* TEXTE D'ÉTUDE
____________

La cuisson d’une pizza génère ainsi des dizaines de grammes de CO2, alors que l’image d’une IA ne représente que quelques grammes.

L‘intelligence artificielle au service de l’efficacité énergétique dans la cuisine
Les solutions d’intelligence artificielle peuvent contribuer de manière significative aux économies d’énergie dans le secteur de la restauration en améliorant l’efficacité opérationnelle :
- Des capteurs intelligents et des commandes « intelligentes » régulent automatiquement la consommation des lumières, de l’air conditionné et du réfrigérateur.
- Les modèles de prévision de la demande optimisent la préparation des ingrédients et le préchauffage des fours aux heures de pointe.
- Les systèmes basés sur l’IA signalent les pertes d’efficacité (comme les plaques mal isolées) et suggèrent des cycles de cuisson optimaux.
- Les algorithmes avancés de gestion des stocks et des flux dans la cuisine réduisent également les déchets alimentaires, ce qui diminue indirectement la consommation tout au long de la chaîne d’approvisionnement. En voici un exemple :
- La société de restauration Elior et la société plus connue IKEA ont expérimenté avec la start-up « Winnow » un système d’intelligence artificielle(Winnow Vision) qui surveille les déchets alimentaires dans les cantines, dans le but de réduire les déchets alimentaires de 30 % et les émissions de CO2 par repas de 12 %.
Durabilité numérique et culinaire : vers de nouveaux horizons
La comparaison met en évidence une réalité intéressante : la génération d’une image à l’aide de l’IA nécessite une énergie de l’ordre de quelques Wh, alors que la cuisson d’une pizza consomme des centaines ou des milliers de Wh. Les émissions de CO2 liées à l’IA sont donc presque négligeables par rapport à celles de la cuisine traditionnelle, mais la véritable innovation réside dans l’intégration des deux mondes. L’intelligence artificielle offre d’autres possibilités en matière de durabilité énergétique dans les restaurants :
– Optimisation des cycles thermiques : des algorithmes qui s’inspirent des habitudes culinaires peuvent ajuster automatiquement l’allumage et l’extinction des fours, réduisant ainsi les temps de préchauffage jusqu’à 15 %.

____________

* DONNÉES
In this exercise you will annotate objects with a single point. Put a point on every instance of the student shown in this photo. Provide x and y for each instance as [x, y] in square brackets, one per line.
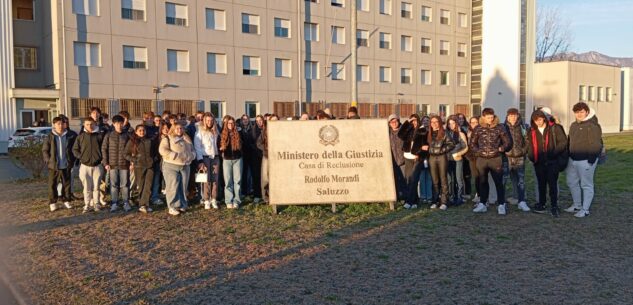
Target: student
[87, 149]
[115, 164]
[585, 146]
[547, 145]
[206, 145]
[57, 153]
[489, 141]
[516, 156]
[178, 153]
[142, 153]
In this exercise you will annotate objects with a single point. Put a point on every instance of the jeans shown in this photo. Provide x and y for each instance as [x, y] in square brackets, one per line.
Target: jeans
[119, 183]
[456, 180]
[176, 181]
[580, 182]
[232, 180]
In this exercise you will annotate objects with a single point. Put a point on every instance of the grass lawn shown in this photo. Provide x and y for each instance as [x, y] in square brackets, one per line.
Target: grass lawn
[364, 254]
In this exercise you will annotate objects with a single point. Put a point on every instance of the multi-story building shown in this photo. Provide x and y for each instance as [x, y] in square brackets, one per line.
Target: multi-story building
[253, 56]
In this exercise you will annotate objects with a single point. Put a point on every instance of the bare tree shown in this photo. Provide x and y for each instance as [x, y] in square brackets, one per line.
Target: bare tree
[553, 34]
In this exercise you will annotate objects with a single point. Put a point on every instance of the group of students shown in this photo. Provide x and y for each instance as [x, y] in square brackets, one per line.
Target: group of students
[195, 157]
[434, 161]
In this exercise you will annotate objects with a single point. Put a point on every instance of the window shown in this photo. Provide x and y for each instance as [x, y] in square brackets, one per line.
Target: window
[426, 13]
[385, 7]
[445, 47]
[87, 54]
[175, 14]
[177, 60]
[425, 46]
[384, 74]
[338, 35]
[362, 73]
[338, 71]
[312, 70]
[23, 9]
[362, 38]
[425, 76]
[86, 7]
[362, 5]
[133, 9]
[311, 31]
[461, 50]
[216, 63]
[25, 58]
[251, 108]
[338, 3]
[250, 24]
[405, 75]
[385, 40]
[250, 65]
[406, 10]
[463, 20]
[283, 67]
[282, 28]
[445, 17]
[216, 19]
[582, 93]
[406, 43]
[444, 79]
[461, 79]
[134, 57]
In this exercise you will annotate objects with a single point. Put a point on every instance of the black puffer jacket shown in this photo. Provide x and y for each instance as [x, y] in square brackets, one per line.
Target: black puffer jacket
[488, 138]
[113, 150]
[441, 146]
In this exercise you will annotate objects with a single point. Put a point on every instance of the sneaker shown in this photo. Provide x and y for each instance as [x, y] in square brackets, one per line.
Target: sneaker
[573, 209]
[581, 214]
[523, 206]
[501, 209]
[480, 208]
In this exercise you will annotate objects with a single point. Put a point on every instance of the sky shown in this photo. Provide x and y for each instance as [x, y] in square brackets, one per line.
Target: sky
[605, 26]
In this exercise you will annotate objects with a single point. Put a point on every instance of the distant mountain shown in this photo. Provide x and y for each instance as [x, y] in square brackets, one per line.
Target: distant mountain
[594, 58]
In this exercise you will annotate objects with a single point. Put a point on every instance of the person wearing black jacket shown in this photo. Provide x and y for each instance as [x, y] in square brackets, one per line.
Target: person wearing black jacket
[87, 149]
[57, 153]
[489, 141]
[415, 147]
[547, 147]
[142, 153]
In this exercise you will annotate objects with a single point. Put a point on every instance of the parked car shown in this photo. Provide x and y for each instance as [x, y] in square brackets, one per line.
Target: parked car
[29, 132]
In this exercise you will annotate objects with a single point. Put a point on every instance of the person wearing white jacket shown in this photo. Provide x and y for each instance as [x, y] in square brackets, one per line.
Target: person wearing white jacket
[206, 144]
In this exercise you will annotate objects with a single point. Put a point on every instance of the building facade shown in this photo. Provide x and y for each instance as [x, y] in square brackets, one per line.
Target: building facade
[560, 85]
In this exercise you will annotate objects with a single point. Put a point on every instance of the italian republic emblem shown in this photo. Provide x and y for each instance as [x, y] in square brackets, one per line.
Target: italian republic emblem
[328, 135]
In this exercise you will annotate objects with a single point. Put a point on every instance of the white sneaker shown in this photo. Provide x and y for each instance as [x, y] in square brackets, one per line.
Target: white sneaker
[501, 209]
[523, 206]
[581, 214]
[480, 208]
[572, 209]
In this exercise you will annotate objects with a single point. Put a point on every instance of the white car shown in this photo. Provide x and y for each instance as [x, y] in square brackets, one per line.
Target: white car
[24, 133]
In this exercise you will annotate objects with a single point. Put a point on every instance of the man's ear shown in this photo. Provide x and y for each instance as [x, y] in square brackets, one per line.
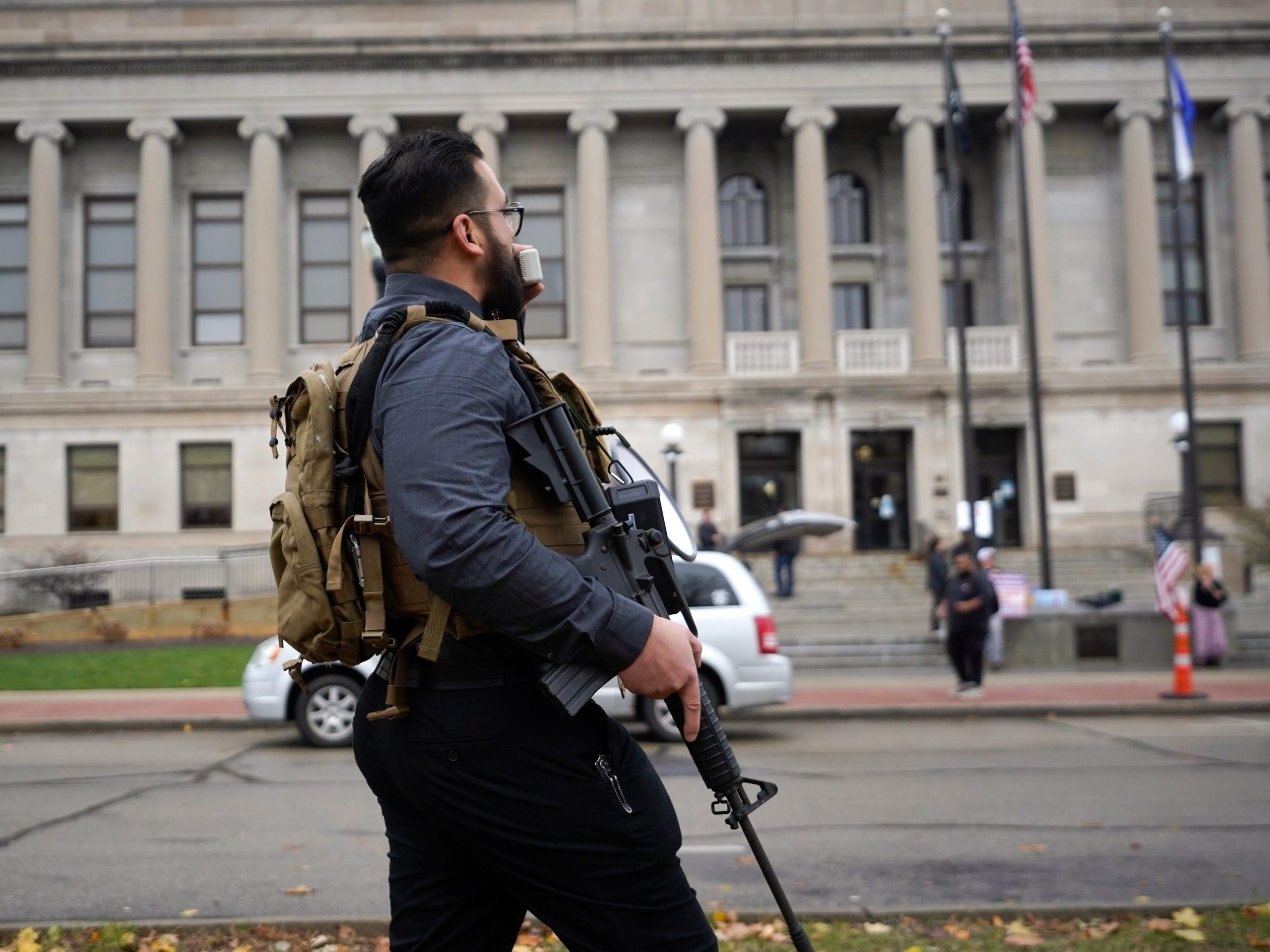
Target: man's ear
[468, 237]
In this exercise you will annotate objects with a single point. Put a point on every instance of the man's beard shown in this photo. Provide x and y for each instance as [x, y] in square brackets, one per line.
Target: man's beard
[504, 295]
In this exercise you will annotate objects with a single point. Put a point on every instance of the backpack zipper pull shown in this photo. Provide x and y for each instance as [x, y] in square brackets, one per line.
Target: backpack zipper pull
[605, 770]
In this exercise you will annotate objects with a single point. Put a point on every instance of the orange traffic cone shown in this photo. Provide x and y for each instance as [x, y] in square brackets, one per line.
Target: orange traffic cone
[1183, 687]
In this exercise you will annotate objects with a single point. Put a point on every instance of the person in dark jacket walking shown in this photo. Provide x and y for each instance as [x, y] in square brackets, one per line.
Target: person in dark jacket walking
[785, 550]
[937, 577]
[967, 603]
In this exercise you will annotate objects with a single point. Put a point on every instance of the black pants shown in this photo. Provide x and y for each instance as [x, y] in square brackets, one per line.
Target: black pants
[965, 651]
[495, 806]
[784, 563]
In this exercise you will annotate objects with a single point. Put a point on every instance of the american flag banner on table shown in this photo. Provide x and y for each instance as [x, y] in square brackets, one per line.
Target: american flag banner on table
[1024, 64]
[1171, 565]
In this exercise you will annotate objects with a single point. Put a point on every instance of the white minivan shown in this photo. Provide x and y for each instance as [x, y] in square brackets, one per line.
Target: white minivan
[741, 663]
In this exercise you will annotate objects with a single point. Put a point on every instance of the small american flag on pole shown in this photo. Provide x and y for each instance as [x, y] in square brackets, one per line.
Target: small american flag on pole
[1171, 565]
[1024, 62]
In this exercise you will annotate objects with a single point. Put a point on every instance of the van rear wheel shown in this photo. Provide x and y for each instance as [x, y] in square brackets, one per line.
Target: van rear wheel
[657, 715]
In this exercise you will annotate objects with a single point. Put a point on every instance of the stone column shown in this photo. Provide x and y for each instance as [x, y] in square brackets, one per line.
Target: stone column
[1251, 262]
[373, 135]
[700, 125]
[593, 127]
[922, 234]
[44, 250]
[808, 123]
[154, 249]
[1141, 230]
[262, 263]
[488, 130]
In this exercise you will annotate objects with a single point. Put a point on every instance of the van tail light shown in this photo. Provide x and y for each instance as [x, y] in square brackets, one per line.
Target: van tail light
[767, 642]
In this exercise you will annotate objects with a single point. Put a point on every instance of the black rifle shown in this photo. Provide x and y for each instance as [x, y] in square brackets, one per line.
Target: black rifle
[625, 549]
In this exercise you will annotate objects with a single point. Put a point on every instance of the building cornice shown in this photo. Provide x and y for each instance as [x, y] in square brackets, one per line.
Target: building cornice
[177, 55]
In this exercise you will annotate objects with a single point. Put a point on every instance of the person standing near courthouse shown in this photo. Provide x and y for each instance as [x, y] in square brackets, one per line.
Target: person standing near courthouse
[967, 598]
[493, 801]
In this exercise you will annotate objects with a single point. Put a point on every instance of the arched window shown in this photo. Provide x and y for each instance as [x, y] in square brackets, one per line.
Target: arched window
[945, 209]
[849, 210]
[742, 212]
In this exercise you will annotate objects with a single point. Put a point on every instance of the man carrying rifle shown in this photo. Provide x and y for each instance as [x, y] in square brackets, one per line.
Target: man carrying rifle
[495, 803]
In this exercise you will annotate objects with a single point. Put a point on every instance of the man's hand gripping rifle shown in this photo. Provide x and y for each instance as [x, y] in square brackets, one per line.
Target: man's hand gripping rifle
[627, 550]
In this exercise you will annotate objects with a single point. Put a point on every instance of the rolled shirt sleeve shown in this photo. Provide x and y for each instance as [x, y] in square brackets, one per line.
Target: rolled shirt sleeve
[445, 397]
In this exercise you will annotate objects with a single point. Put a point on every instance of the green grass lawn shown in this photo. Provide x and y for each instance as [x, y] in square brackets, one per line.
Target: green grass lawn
[1208, 932]
[182, 667]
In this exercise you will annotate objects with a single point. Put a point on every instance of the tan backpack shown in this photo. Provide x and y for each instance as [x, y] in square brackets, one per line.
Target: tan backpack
[345, 590]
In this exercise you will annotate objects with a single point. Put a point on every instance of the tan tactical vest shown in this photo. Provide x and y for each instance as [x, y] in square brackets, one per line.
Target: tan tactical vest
[323, 611]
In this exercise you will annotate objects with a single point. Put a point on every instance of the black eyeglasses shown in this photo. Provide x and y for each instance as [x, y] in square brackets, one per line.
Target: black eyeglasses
[513, 215]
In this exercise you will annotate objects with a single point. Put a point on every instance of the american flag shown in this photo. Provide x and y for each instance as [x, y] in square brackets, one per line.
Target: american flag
[1023, 62]
[1171, 565]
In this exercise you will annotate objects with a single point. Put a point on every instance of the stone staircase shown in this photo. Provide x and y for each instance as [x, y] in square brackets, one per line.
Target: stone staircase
[870, 610]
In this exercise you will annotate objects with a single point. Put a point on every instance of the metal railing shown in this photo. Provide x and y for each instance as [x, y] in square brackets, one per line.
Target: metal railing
[233, 573]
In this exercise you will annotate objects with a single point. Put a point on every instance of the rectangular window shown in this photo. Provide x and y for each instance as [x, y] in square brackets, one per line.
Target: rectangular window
[13, 276]
[93, 488]
[1219, 463]
[110, 272]
[769, 466]
[967, 302]
[218, 257]
[1193, 252]
[325, 270]
[206, 486]
[745, 307]
[851, 307]
[544, 229]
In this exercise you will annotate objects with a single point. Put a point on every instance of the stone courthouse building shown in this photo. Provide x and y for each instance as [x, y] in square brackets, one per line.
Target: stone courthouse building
[738, 206]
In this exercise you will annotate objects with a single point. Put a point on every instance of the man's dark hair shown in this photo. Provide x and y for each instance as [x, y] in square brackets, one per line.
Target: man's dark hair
[416, 188]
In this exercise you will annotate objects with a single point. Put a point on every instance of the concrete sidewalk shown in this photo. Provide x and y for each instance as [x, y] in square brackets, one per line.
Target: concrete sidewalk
[840, 695]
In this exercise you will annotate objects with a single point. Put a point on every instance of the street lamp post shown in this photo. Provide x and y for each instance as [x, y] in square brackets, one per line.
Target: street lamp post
[672, 436]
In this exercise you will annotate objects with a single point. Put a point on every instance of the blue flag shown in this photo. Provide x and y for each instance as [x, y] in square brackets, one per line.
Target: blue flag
[1183, 119]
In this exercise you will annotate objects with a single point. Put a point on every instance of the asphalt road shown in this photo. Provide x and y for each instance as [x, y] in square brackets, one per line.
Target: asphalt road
[887, 814]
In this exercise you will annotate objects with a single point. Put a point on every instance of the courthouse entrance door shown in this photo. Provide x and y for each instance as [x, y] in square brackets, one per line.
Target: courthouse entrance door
[879, 481]
[996, 479]
[769, 466]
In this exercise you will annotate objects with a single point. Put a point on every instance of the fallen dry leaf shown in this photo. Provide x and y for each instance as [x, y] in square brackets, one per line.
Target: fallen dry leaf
[1101, 932]
[1187, 917]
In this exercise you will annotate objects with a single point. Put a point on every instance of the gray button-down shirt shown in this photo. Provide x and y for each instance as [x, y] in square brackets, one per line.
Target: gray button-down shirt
[444, 399]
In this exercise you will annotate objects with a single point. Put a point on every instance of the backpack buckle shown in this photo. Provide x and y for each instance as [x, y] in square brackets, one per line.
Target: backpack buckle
[374, 525]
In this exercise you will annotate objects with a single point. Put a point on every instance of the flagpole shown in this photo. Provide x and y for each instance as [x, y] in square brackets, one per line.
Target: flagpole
[1030, 314]
[953, 187]
[1191, 469]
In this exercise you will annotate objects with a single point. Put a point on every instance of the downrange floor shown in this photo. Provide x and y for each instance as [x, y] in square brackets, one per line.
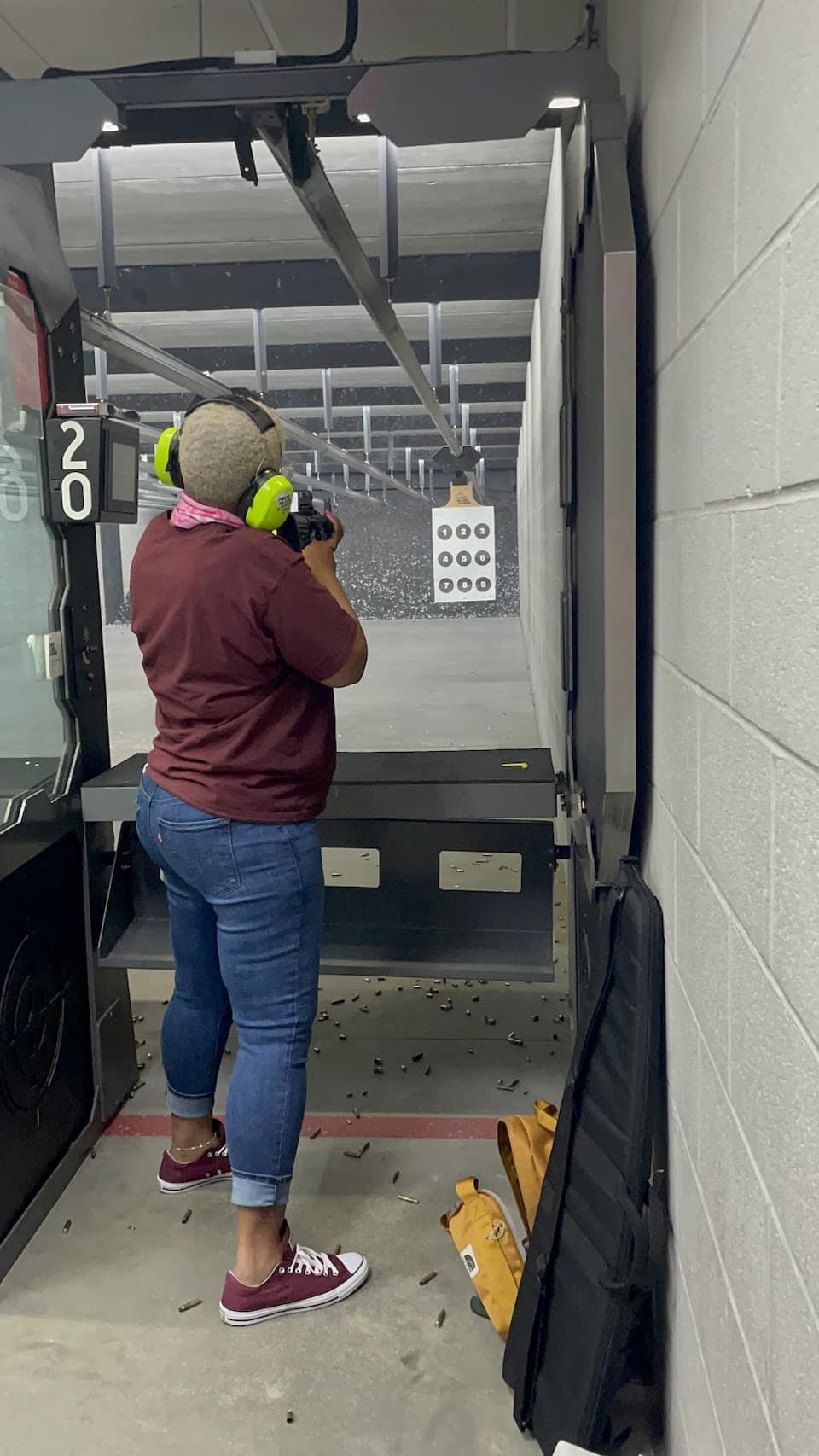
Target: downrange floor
[96, 1356]
[95, 1353]
[96, 1359]
[428, 684]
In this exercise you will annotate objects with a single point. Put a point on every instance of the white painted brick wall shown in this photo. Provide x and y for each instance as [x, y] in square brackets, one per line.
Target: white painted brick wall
[725, 101]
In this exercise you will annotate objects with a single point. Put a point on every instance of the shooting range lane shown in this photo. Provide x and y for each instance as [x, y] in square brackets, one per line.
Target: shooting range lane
[371, 1377]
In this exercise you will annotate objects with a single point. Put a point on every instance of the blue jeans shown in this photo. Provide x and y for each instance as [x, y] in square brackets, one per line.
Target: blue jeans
[247, 905]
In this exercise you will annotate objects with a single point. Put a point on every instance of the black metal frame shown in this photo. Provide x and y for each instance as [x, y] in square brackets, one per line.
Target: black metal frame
[45, 881]
[409, 808]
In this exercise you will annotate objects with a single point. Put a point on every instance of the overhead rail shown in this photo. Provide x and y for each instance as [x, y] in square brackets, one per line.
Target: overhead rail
[287, 138]
[102, 334]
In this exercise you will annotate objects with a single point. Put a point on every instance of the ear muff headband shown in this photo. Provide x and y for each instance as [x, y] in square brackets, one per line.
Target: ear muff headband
[266, 503]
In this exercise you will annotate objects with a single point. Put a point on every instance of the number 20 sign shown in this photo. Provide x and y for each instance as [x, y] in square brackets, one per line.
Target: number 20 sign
[73, 469]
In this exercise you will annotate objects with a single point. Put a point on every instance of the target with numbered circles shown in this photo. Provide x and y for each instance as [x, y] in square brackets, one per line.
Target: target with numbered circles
[463, 554]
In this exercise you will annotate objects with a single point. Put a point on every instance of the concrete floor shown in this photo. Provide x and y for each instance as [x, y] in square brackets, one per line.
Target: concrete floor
[98, 1359]
[89, 1317]
[428, 684]
[96, 1356]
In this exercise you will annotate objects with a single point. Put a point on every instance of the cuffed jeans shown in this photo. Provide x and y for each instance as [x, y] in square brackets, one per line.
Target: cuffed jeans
[247, 906]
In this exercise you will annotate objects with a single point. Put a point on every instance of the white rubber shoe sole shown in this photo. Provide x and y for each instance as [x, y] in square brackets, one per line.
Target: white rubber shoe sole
[197, 1183]
[258, 1317]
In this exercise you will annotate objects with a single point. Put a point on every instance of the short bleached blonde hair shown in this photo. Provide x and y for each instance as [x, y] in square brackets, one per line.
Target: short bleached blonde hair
[220, 451]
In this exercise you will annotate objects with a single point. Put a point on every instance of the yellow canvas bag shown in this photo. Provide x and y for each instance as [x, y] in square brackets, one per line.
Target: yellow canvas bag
[526, 1148]
[489, 1241]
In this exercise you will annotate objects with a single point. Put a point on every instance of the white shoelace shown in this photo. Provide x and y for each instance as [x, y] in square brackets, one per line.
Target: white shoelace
[307, 1261]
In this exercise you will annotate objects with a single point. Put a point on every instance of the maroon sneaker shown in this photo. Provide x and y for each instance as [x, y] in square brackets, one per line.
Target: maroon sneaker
[212, 1167]
[303, 1280]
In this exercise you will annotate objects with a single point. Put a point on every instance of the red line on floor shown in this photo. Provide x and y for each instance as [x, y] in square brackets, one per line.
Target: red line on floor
[334, 1124]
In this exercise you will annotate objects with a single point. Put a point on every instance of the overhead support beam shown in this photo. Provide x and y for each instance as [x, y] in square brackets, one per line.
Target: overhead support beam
[105, 236]
[328, 399]
[266, 26]
[367, 428]
[261, 351]
[454, 405]
[102, 334]
[300, 165]
[435, 346]
[101, 373]
[389, 208]
[311, 282]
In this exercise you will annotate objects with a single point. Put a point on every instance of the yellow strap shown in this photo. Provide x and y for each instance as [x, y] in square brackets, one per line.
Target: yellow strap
[466, 1188]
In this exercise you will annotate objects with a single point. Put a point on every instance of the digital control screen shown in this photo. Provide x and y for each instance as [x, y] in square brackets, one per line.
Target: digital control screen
[124, 470]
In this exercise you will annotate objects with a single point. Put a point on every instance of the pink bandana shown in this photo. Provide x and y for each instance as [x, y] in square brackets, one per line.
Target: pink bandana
[188, 513]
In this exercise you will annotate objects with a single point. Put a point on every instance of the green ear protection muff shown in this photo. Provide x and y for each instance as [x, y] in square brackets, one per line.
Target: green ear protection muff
[268, 500]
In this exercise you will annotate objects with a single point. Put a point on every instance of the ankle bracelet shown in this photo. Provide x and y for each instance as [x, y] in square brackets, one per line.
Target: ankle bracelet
[195, 1146]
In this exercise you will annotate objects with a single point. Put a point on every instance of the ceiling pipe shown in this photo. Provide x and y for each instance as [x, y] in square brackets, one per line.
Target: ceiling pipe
[301, 168]
[101, 332]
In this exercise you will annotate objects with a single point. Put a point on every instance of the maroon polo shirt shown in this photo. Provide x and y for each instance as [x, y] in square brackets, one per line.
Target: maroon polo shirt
[237, 637]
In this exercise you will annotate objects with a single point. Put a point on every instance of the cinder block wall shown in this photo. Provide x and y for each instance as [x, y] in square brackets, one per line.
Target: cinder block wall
[725, 150]
[540, 517]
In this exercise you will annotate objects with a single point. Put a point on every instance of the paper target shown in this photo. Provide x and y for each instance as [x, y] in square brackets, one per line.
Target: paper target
[463, 554]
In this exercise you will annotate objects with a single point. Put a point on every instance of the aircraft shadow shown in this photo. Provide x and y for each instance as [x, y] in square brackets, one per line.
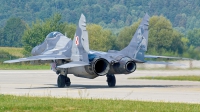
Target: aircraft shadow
[103, 86]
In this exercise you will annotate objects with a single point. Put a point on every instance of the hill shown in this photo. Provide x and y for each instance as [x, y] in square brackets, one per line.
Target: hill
[113, 14]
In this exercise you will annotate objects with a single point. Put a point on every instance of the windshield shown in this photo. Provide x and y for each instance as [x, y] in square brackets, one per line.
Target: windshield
[53, 34]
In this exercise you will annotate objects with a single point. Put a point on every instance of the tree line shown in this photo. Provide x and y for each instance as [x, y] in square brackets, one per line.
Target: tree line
[112, 14]
[163, 38]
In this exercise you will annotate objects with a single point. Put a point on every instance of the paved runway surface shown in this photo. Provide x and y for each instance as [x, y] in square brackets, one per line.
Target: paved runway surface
[43, 83]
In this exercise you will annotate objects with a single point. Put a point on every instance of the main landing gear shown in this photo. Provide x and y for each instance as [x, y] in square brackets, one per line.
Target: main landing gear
[111, 80]
[62, 81]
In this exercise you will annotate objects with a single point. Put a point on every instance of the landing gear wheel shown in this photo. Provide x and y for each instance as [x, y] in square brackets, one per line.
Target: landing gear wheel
[111, 80]
[67, 81]
[61, 81]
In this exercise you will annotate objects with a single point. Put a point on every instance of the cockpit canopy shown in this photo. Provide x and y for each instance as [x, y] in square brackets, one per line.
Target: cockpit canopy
[53, 34]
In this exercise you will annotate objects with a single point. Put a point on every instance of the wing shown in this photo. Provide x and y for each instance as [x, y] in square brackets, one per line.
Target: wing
[165, 57]
[39, 57]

____________

* CONSIGNE 1
D'après le texte d'étude, jusqu'à quel pourcentage l'optimisation des cycles thermiques permet-elle de réduire les temps de préchauffage des fours ?
* CONSIGNE 2
Reproduisez fidèlement le passage du texte d'étude qui va de « - Les modèles » jusqu'à « de cuisson optimaux. ».

* CORRIGÉ 1
Jusqu'à 15 %.

* CORRIGÉ 2
- Les modèles de prévision de la demande optimisent la préparation des ingrédients et le préchauffage des fours aux heures de pointe.
- Les systèmes basés sur l’IA signalent les pertes d’efficacité (comme les plaques mal isolées) et suggèrent des cycles de cuisson optimaux.